Work order:
Copy the lines exactly. Begin at the first line of the data and stop after the line with "drop a dot on every instance of the marsh".

Material provided:
———

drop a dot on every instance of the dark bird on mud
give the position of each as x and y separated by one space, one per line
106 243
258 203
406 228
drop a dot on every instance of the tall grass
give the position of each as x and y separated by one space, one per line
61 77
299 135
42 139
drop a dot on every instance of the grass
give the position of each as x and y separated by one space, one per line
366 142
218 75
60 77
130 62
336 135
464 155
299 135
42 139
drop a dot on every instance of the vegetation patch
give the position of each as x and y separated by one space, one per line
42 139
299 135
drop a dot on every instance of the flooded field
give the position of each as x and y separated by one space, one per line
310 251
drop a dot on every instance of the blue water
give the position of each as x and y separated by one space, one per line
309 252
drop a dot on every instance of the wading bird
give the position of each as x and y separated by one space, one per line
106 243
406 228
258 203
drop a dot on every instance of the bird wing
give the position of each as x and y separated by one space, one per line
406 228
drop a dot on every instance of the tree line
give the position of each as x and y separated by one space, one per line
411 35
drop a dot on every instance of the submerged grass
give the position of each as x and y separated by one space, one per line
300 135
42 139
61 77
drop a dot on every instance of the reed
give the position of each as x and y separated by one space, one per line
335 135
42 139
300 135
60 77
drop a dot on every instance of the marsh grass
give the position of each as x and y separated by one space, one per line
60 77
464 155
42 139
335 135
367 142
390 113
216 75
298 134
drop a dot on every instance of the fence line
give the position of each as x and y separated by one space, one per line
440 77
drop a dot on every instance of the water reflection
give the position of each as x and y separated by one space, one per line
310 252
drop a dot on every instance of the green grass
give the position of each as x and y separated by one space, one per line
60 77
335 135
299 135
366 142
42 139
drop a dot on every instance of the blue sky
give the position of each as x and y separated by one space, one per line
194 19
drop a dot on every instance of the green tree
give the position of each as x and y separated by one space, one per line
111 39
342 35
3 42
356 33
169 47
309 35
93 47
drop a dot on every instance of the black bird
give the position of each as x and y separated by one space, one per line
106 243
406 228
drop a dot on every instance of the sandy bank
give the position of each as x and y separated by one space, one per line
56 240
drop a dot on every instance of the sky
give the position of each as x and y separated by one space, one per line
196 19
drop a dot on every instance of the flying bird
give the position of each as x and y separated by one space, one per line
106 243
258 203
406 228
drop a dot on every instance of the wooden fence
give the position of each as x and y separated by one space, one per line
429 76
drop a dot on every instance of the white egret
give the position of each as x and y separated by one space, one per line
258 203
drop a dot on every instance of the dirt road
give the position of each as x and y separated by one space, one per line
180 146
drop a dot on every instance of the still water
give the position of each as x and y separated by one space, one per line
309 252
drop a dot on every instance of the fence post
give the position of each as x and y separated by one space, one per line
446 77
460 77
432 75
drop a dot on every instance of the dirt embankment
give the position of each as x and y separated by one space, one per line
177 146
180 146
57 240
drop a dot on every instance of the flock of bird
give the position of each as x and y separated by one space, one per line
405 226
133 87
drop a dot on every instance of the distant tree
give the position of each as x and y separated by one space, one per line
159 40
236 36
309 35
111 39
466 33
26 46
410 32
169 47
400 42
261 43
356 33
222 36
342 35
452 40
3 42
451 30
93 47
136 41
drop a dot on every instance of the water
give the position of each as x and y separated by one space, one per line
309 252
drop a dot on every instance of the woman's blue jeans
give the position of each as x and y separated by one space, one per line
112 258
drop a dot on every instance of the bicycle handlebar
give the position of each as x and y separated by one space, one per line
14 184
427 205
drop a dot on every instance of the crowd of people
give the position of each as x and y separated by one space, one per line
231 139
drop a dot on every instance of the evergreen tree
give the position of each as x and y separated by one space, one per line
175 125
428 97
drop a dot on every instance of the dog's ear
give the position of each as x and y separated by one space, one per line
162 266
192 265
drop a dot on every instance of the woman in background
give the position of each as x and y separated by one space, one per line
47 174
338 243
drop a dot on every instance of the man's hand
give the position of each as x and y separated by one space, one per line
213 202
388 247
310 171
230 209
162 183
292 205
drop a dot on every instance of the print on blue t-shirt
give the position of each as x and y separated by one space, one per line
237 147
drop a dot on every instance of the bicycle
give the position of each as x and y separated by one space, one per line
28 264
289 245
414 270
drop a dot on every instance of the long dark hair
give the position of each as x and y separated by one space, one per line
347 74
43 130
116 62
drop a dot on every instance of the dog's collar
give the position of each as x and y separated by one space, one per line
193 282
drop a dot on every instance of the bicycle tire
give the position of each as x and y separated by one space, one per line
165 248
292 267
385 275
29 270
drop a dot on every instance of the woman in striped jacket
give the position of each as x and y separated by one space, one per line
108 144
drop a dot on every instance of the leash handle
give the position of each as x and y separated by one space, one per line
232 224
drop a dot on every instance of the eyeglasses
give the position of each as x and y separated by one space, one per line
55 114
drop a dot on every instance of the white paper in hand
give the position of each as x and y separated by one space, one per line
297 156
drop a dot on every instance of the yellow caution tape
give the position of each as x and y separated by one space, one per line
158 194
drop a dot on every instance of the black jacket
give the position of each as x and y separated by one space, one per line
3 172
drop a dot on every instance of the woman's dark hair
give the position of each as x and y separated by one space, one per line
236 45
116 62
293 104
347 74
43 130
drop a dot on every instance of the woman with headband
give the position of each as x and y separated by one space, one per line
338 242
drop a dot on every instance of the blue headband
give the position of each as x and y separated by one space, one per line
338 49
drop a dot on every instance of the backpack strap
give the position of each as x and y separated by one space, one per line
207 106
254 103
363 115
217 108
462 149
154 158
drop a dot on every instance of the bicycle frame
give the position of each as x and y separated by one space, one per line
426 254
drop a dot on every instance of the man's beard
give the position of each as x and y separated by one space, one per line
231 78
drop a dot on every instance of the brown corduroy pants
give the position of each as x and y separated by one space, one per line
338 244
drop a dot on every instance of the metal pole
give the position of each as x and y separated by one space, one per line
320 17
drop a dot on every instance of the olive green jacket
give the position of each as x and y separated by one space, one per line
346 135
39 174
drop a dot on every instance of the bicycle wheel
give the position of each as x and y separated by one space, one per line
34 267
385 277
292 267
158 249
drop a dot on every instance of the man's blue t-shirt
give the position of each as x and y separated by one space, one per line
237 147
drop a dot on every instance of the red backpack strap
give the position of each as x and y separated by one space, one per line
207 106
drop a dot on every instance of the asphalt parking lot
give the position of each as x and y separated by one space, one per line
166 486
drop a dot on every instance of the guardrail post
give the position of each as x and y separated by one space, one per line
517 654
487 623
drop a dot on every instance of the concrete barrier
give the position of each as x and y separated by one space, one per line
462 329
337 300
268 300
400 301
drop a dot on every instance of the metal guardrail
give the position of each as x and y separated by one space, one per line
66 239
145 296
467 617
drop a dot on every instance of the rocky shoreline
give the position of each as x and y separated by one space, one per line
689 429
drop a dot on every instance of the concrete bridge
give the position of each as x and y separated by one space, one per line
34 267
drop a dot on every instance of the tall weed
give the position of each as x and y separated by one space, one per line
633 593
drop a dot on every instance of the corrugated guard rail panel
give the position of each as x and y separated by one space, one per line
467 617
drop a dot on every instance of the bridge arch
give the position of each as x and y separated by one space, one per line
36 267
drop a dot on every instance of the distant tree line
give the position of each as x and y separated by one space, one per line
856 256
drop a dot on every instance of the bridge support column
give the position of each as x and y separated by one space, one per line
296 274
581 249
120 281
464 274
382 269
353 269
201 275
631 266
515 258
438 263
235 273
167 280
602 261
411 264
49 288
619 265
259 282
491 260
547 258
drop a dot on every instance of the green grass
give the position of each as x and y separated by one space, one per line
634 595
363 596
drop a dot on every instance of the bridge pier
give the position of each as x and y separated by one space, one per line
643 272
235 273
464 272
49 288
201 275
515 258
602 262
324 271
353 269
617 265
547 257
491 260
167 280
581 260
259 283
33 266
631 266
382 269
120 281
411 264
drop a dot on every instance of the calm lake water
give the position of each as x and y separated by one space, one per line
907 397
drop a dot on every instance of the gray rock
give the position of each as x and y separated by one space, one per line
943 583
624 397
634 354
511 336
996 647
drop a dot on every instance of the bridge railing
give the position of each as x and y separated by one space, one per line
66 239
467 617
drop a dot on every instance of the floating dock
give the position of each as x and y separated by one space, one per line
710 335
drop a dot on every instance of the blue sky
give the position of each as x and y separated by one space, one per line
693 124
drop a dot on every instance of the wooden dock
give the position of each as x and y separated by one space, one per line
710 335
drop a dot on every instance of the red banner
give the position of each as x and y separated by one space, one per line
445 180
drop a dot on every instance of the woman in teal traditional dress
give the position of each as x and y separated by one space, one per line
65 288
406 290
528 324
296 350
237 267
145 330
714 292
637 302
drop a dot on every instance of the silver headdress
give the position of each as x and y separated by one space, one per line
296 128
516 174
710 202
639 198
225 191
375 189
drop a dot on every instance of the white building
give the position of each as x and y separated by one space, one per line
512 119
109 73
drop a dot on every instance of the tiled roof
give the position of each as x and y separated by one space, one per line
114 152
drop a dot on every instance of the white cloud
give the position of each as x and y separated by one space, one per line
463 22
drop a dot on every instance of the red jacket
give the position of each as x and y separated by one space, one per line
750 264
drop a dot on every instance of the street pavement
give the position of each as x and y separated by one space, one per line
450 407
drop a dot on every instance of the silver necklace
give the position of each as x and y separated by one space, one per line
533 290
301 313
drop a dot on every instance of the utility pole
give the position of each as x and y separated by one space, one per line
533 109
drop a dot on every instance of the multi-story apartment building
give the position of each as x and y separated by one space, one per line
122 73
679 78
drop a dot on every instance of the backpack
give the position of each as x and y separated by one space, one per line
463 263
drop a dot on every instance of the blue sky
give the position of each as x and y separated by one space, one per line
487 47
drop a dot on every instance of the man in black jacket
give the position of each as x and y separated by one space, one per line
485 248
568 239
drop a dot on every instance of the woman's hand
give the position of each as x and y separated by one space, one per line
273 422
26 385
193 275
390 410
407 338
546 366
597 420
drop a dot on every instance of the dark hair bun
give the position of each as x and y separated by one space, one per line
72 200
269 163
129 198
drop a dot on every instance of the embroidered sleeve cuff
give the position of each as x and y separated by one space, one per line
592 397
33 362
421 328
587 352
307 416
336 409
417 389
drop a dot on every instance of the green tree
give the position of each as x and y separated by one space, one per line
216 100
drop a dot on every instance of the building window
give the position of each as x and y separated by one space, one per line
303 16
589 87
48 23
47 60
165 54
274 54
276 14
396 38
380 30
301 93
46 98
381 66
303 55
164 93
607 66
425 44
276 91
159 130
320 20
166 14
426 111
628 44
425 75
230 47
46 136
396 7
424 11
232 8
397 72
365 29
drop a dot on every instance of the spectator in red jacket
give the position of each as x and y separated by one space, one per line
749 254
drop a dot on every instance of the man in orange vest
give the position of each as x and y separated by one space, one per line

———

Task answer:
drop a dot on every instance of the dark bird on mud
give the position of each as x and y separated by one space, one per line
106 243
258 203
406 228
drop a dot on every instance of the tall grass
give the position of each as x and y separated by one space, one per line
61 77
299 135
42 139
drop a dot on every instance of the grass
give the position of each as x and y separated by one space, one per line
366 142
218 75
60 77
130 62
336 135
464 155
299 135
42 139
drop a dot on every instance of the vegetation patch
give the position of each as x and y separated by one space, one per line
42 139
299 135
drop a dot on every instance of the flooded field
give the position of each as x and y separated by one space, one per line
310 251
drop a dot on every instance of the blue water
give the position of each as x and y separated by one space, one per line
309 252
drop a dot on every instance of the wading bird
give the position of each as x and y separated by one space, one per line
106 243
406 228
258 203
drop a dot on every instance of the bird wing
give the position of each as x and y separated by one space, one per line
406 228
drop a dot on every instance of the tree line
give the position of each as x and y separated by one space, one per line
411 35
drop a dot on every instance of the submerged grass
give the position of each as x and y separated by one space, one per line
300 135
42 139
61 77
drop a dot on every instance of the reed
give the position of each as x and y separated by one space, one per line
335 135
42 139
300 135
60 77
drop a dot on every instance of the marsh grass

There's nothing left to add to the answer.